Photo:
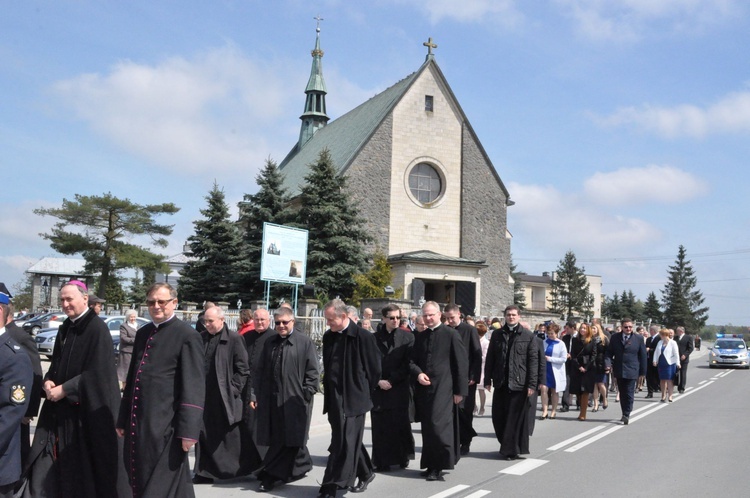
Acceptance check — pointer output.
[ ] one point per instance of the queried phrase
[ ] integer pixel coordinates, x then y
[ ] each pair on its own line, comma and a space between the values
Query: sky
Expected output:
620, 127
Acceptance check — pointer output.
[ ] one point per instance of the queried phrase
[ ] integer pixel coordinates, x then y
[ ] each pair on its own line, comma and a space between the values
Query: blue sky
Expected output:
620, 127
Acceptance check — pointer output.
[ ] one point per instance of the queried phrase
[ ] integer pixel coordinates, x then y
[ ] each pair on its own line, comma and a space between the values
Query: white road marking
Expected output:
594, 439
451, 491
479, 494
524, 466
575, 438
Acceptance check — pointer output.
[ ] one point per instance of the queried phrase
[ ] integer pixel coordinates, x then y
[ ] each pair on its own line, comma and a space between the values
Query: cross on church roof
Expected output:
429, 46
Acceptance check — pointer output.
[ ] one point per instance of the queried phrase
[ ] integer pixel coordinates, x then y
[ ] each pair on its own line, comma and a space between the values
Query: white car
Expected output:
45, 339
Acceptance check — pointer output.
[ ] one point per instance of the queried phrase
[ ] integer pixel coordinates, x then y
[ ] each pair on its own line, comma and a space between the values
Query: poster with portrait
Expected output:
284, 255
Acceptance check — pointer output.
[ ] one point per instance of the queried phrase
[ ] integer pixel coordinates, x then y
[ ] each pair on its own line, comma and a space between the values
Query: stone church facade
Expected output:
432, 200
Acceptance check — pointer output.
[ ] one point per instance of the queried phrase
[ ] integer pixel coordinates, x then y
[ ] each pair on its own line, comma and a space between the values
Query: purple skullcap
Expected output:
79, 284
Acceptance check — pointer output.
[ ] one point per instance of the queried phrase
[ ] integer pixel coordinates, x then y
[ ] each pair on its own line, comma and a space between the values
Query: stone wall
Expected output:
484, 223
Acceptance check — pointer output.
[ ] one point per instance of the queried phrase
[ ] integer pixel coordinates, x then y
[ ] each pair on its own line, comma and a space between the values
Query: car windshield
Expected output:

## Task description
Return each line of the entries above that contains the word "church". Case counts.

## Completed task
Query: cross on church roof
Query: stone church facade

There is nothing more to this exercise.